Glad you’re excited for Part 2
Hopefully, you have read part 1 of this two part series and are here and ready to checkout the modeling process for our project. Let’s dive into it.
In order to predict the number of COVID-19 cases in each county in California, we decided to build 3 models: a Long short-term Memory(LSTM) neural network using Tensorflow, an ARIMA model using pmdarima, and a SARIMA model using statsmodels. As neural networks tend to overfit, we solved part of this issue by using dropout layers, L2 regularization in our hidden layers, as well as early stopping. The neural network structure we decided to go with was 5 layers in the following order: A 128 node LSTM input layer, a 64 node LSTM layer, a 32 node dense layer with an L2 regularization of 0.001, a 16 node dense layer with an L2 regularization of 0.001, and finally an output layer of 1 containing the predictions of the model. Each hidden layer had a dropout layers of 0.2. One additional issue with using an LSTM neural network was we were only able to use one feature to generate our predictions, so we decided to use the number of hospitalized COVID-19 patients to predict the number of cases as the 2 are highly correlated. Also, as we had to do modeling for all 58 counties, we did not gridsearch any hyperparameters to improve our models. Using the following topology we were able to achieve a root mean squared error of 8.51 for our training data and a root mean squared error 17.39 for our testing data. Below is a graph of the training vs testing loss of our model over 124 epochs for Los Angeles county.
Of course, one of the challenges we faced while trying to make predictions for each county is being able to predict drastic changes in the number of COVID-19 cases in a county. A perfect example of this is LA County where we can see that our model predicts early data quite well, however it is late on the spike between November and December and doesn’t adapt well to the sudden decrease in the past few datas as seen below.
------------------------------------------------------------------------
**WHAT YOU NEED TO DO**
a) Reproduce word for word the portion of the COVID-19 forecasting passage that begins with "Of course, one" and ends with "as seen below.".
b) Write what comes next in the COVID-19 forecasting passage, picking up after its final sentence.
The data that come next were drawn from a separate source, unrelated to the COVID-19 forecasting passage.

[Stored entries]
------------------------------------------------------------------------
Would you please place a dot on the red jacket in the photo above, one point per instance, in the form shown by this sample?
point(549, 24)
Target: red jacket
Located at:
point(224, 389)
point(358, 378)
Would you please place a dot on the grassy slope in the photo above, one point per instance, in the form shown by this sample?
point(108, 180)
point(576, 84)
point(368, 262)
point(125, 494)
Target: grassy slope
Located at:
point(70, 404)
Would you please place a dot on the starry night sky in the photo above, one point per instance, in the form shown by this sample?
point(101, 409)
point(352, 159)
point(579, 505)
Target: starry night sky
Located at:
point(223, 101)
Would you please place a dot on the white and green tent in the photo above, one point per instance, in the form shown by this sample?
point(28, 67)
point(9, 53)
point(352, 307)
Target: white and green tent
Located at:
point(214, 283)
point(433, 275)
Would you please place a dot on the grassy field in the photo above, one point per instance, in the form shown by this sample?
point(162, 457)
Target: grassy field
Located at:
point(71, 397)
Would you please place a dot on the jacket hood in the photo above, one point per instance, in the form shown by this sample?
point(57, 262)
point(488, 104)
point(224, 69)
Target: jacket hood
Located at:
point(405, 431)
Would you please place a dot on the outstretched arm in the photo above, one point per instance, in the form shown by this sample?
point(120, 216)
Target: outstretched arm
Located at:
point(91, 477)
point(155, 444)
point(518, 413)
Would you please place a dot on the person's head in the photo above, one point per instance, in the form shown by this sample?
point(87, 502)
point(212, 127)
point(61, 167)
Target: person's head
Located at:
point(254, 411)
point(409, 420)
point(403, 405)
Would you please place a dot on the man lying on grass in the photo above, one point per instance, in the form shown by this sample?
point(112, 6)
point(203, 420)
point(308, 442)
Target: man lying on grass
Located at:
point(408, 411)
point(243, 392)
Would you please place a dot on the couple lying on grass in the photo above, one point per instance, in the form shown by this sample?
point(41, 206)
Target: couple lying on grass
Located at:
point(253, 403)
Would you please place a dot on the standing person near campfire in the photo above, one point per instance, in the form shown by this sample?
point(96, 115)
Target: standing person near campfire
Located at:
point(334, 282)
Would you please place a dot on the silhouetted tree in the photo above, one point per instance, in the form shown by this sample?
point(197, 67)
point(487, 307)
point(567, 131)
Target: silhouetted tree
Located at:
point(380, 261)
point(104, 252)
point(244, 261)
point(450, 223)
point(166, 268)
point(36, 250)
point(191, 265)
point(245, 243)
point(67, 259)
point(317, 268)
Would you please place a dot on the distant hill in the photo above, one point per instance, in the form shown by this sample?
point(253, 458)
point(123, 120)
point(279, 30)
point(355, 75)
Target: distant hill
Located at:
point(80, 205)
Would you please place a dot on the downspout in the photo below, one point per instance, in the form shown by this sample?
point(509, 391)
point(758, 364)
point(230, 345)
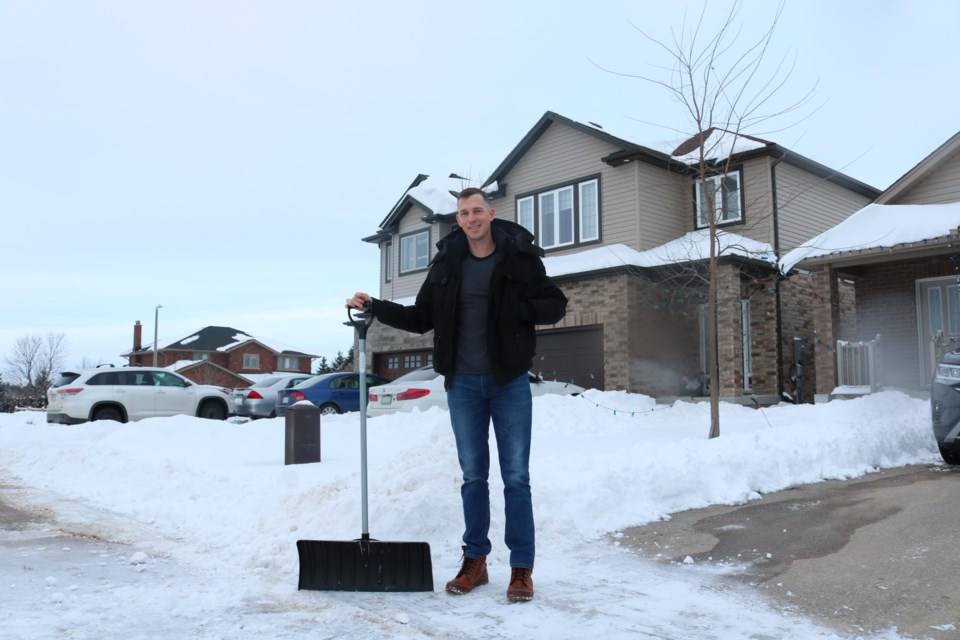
------------------------------------------------------------------------
**RESULTS BY TASK**
a)
Of course, one of the challenges we faced while trying to make predictions for each county is being able to predict drastic changes in the number of COVID-19 cases in a county. A perfect example of this is LA County where we can see that our model predicts early data quite well, however it is late on the spike between November and December and doesn’t adapt well to the sudden decrease in the past few datas as seen below.

b)
In the case of our ARIMA model, we used the auto arima function to automatically pick the best parameters for us. We found that the best parameters were 0 time lags for our p, subtracting 2 times from past values of our data for d, and a moving average of 2 for our q. Here we have our diagnostics for our ARIMA model. We see with the residuals that they are fairly steady in the beginning but there is a lot more varience in our forcast as time moves on. For our Q-Q plot, optimally we are looking for a straight line which we almost have, however the linearity is problem at the extremities of the plot. Of course, the story is similar for our histogram plus estimated density and correlogram where we see that we can capture about 70-80% of the data accurately, but can’t really predict extremes.
Unfortunately, we did not see much improvements between our LSTM neural network and ARIMA as our predictions and the actual results are still differ a lot as can be seen below using LA County as an example again. Also the root mean squared error is 22.89 for our testing set using ARIMA, so it is slightly worse than our LSTM model.
Next we moved on to testing our a SARIMAX model to see if adding in a seasonality factor to our time series model could improve it. Again, we tested a varity of parameters for p, d, and q to see which parameters would be the best to use. In this case our parameters are slight different from our ARIMA model where our p, d, and q are 0, 1, and 1 respectively. Looking at the diagnostics for our SARIMAX model, we again have a similar story compared to our ARIMA model. In most cases, it unfortunately looks worse that our ARIMA model as can be seen below.
Again we see that our predictions are much worse than the actual values, and actually do worse than both ARIMA and LSTM. Our RMSE when predicting cases for LA County was 41.43 using SARIMAX.
In the end, we see that LSTM was able to predict one of the counties with the most varience the best so we decided to use it to predict the number of COVID-19 Cases in every county using LSTM.
Obviously, looking at these predictions for 58 different counties and making a decision isn’t easy, so I’ve decided to display these predictions graphically on a map: Click here to see the map
If you want to see in depth how all our models were built, as well as our LSTM model for all 58 counties check out the following notebooks:
Generating the Recommended Vaccine Distribution Numbers for each County
After building our models to predict the number of COVID-19 cases in each county, we did some estimations on the number of vaccinations that could be administered per day. After this we built a model that creates recommendations of the number of vaccines that should be distributed to each county for the week. A table for the week of January 31th, 2021 can be found here.
To sum up, after a thorough analysis of a variety COVID-19 Data in California and vaccine distribution, we were able to build a model that recommends how vaccines for the virus should be allocated by county based on future outbreaks rather than just population. However, implementing this model might not be wise due to the inaccuracy of our predictions for locations of COVID-19 vaccinations. We notice that forecasting is extremly difficult and even top institutions have a difficult time forecasting the pandemic using much more data. Using this model could lead to a county receiving too little or too much of the vaccine, which is very risky when people’s lives are at risk.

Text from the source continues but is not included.